* _Directions_:
- a) In the passage on long-term care insurance and trusts, instead of selling LTC insurance as a personal policy, how could the trustees decide to pay for it?
- b) Reproduce the part of the passage on long-term care insurance and trusts starting at "Also, rather than" and ending at "acceleration of benefits.".

* _Selected extract_:

For the advanced LTC specialist, there are endless opportunities to not only sell LTC insurance to solve an existing trust problem, or to include LTC insurance as part of a new plan now being put in place, but also to cross-sell over into some very large life cases.
Also, rather than sell LTC insurance as a personal policy in a properly worded or amended trust, the trustees could decide to pay for LTC insurance as a trust expense. They could also possibly replace an older policy purchased before the last life expectancy table change and replace it with a policy that has accelerated benefits built into the life policy, making a new sale with a bundled solution.
The old policy could be a 1035 exchange or possible life settlements sale by the trustees enabling them to use more cash to fund the new policy–however the math and circumstances dictate. It depends on the overall goals of the family, the size of the estate and whether or not the goals of the client are to shrink the estate rather than possibly risk the tax-free transfer of wealth being diminished by acceleration of benefits.

* _Record set_:
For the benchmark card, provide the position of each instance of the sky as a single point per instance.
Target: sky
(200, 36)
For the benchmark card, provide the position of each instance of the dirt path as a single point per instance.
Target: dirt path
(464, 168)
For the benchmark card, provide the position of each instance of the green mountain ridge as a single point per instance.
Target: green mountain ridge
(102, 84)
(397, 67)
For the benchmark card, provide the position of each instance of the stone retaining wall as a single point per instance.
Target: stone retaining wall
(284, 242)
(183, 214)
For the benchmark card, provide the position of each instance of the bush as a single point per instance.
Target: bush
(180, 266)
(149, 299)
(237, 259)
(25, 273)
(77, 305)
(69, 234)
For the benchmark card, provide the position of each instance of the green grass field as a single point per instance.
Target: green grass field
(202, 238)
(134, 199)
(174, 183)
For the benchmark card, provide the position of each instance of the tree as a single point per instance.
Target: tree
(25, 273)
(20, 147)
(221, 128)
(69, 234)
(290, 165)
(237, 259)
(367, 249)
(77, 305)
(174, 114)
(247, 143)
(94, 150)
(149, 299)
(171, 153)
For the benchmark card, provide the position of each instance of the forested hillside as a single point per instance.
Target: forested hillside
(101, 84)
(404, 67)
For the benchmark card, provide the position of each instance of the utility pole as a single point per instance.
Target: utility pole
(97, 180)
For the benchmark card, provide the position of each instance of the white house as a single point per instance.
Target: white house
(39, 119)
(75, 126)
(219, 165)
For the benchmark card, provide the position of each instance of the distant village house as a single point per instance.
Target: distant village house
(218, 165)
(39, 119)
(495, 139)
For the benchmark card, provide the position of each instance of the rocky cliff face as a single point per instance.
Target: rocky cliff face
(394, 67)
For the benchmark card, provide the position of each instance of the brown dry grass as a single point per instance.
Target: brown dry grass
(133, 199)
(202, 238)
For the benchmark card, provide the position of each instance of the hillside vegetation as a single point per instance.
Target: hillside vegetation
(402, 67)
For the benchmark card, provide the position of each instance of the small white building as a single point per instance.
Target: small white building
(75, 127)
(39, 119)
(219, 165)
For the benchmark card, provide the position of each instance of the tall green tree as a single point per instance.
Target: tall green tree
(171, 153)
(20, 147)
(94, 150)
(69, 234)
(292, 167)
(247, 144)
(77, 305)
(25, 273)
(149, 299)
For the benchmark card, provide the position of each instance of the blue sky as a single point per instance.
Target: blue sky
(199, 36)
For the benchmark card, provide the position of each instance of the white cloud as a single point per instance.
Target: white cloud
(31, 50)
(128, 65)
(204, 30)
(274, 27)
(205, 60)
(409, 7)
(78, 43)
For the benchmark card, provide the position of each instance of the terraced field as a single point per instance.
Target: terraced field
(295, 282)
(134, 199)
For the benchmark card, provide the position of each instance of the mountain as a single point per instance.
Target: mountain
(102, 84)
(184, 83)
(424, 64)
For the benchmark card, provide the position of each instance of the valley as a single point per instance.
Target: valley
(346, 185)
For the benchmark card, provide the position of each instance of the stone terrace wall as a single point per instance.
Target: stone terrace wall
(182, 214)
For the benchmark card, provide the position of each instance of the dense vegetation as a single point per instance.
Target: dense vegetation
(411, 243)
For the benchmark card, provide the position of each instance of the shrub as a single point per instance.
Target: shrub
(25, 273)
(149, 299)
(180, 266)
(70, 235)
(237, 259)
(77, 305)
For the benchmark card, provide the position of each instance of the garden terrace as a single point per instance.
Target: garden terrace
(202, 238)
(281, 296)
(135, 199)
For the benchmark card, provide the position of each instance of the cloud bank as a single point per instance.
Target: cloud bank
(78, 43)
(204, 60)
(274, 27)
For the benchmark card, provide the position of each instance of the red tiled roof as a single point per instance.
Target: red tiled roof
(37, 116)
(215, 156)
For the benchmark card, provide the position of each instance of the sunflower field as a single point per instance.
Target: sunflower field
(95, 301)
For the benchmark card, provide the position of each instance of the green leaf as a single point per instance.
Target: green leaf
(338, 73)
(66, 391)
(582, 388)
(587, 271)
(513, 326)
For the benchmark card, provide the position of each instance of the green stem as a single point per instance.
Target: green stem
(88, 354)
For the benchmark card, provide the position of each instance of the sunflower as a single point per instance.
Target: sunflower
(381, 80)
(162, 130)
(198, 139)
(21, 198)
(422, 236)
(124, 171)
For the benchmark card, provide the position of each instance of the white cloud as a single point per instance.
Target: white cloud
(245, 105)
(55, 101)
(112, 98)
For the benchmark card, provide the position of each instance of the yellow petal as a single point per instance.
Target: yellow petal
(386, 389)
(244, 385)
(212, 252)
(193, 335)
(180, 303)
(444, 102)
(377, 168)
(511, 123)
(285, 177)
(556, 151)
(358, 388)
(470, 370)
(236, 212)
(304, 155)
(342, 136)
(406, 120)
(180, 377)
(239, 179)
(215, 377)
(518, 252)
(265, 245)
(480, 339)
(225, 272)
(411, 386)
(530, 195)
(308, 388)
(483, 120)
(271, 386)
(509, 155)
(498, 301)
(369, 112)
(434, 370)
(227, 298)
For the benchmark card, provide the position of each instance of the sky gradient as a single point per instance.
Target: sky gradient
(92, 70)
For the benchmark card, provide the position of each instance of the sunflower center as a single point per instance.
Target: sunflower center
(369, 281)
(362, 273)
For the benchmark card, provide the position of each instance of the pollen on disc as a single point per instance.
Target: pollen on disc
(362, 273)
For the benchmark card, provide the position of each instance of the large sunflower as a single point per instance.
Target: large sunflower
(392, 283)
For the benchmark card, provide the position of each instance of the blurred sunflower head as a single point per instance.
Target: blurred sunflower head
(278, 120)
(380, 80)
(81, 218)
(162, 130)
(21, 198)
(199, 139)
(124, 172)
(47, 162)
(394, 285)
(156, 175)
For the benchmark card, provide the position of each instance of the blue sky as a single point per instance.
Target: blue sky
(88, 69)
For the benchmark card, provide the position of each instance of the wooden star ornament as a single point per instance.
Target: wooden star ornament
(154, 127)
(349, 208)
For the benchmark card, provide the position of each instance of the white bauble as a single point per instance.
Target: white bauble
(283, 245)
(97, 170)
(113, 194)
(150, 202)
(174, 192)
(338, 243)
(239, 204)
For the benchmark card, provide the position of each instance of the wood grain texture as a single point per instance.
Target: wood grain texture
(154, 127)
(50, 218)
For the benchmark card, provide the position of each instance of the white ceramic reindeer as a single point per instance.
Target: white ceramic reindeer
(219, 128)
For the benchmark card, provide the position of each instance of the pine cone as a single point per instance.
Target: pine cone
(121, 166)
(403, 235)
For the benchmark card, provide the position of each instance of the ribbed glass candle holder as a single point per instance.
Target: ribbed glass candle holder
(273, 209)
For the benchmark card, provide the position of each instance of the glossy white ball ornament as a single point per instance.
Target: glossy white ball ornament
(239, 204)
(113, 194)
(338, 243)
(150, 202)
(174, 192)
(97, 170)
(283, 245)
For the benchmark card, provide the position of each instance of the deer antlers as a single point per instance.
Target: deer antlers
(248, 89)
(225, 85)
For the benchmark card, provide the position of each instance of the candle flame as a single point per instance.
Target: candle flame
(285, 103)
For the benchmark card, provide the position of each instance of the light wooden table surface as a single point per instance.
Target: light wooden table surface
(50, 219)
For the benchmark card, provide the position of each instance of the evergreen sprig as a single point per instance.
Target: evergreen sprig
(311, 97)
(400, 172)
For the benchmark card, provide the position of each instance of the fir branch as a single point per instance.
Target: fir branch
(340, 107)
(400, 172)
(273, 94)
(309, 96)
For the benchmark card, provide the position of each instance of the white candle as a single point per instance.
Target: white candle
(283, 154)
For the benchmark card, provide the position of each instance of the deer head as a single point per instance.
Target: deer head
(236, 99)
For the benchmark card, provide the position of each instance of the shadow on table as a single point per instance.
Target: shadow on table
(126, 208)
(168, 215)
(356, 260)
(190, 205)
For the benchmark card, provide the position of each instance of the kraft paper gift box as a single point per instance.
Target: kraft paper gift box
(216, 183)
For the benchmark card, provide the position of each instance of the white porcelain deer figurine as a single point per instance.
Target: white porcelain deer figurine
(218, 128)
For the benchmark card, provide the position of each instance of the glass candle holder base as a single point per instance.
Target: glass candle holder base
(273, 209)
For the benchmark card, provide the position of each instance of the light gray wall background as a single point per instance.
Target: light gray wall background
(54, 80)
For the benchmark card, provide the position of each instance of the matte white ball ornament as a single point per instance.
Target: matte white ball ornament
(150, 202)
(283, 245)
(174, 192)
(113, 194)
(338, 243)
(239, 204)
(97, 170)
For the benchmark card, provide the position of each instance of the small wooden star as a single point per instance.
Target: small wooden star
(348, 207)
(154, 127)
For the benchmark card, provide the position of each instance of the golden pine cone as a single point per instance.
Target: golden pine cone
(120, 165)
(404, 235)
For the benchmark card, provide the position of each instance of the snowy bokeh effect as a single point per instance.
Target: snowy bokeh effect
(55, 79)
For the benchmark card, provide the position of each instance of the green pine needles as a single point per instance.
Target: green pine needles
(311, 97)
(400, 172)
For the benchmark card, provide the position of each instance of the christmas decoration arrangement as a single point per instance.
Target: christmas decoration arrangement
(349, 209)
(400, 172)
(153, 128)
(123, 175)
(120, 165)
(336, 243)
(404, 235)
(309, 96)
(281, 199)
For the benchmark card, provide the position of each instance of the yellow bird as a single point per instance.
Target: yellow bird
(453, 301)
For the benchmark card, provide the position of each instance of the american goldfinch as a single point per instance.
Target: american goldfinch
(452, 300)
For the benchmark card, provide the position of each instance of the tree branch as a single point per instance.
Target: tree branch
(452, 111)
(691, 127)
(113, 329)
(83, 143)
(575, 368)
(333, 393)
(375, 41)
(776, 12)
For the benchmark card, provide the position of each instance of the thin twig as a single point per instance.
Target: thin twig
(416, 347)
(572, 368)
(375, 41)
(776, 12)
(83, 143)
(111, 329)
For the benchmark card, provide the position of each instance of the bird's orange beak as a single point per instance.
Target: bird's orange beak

* _Exercise solutions_:
- a) As a trust expense.

- b)
Also, rather than sell LTC insurance as a personal policy in a properly worded or amended trust, the trustees could decide to pay for LTC insurance as a trust expense. They could also possibly replace an older policy purchased before the last life expectancy table change and replace it with a policy that has accelerated benefits built into the life policy, making a new sale with a bundled solution.
The old policy could be a 1035 exchange or possible life settlements sale by the trustees enabling them to use more cash to fund the new policy–however the math and circumstances dictate. It depends on the overall goals of the family, the size of the estate and whether or not the goals of the client are to shrink the estate rather than possibly risk the tax-free transfer of wealth being diminished by acceleration of benefits.